*THE TASK*
Only the lines with the string "like" are needed; return each of them from the entries below.

───

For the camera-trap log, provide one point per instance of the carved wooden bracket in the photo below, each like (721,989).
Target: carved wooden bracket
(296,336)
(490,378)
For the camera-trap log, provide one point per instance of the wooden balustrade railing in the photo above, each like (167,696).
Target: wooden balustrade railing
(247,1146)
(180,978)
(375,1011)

───

*EXERCISE RESPONSE*
For the camera-trap log, provide one point per instance of the carved wooden bracket in the photo below, each like (721,989).
For the camera-trap log, provide one point per instance of the wooden balustrade railing in the photo above, each like (167,696).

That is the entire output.